**Fragmento dado:**

##############################

En un discurso pronunciado tres años después, en 1992, en el que analizaba el papel de las ciudades, el entonces alcalde insistió en la misma idea y planteó cómo debía ser la movilidad del futuro:
“Todas las ciudades metropolitanas europeas, repito, todas las ciudades metropolitanas europeas, se enfrentan a los mismos problemas derivados de una movilidad rígida en horas puntas, en la que se concentran casi la mitad de los viajes, y mayormente asegurada por el vehículo privado que en promedio, en toda Europa es utilizado para realizar el 75% de los trayectos. Estos problemas, que son conocidos por todos, se refieren a la pérdida del espacio urbano para el peatón, la pérdida de tiempo, la contaminación, el ruido y también la malversación de una fuente energética agotable y casi agotada como es el petróleo, y de forma inducida, es decir, indirectamente, la desvalorización de importantes zonas urbanas. (...) La movilidad urbana del futuro deberá ser una movilidad multimodal en trayectos que empezarán en coche, en parkings de intercambio se pasará al tren, al autobús o al metro, y en microbuses en función de la demanda para aproximarse al final del trayecto”.
La inquietud de Maragall aparece incluso en una de las novelas más conocidas de Eduardo Mendoza. En ‘Sin noticias de Gurb’ (Seix Barral), el extraterrestre protagonista del libro describe cómo la cantidad de tráfico es “uno de los problemas más graves de esta ciudad y una de las cosas que más preocupado tiene a su alcalde, también llamado Maragall”. Así que este es un “nuevo viejo problema” en acertada definición de la ingeniera Civil, especialista en infraestructuras y movilidad Nel·la Saborit.
Que algunos lleven una semana criticando la instalación de un carril bici en Vía Augusta porque los coches lo tienen un poco más complicado para acceder al centro por esta calle es la prueba de que todavía falta mucha concienciación.

##############################

**Material dado:**
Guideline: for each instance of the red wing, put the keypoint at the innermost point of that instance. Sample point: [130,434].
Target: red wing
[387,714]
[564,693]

##############################

**Qué hacer 1:**
Actualiza el tramo del fragmento sobre movilidad urbana que va de "Que algunos lleven" hasta "falta mucha concienciación.", poniendo "Vía Laietana" en lugar de "Vía Augusta".
**Qué hacer 2:**
Según el fragmento sobre movilidad urbana, ¿qué porcentaje de los trayectos se hace en promedio en vehículo privado en toda Europa?
Este material procede de otra fuente, no del fragmento.

**Respuesta 1:**
Que algunos lleven una semana criticando la instalación de un carril bici en Vía Laietana porque los coches lo tienen un poco más complicado para acceder al centro por esta calle es la prueba de que todavía falta mucha concienciación.

**Respuesta 2:**
El 75% de los trayectos.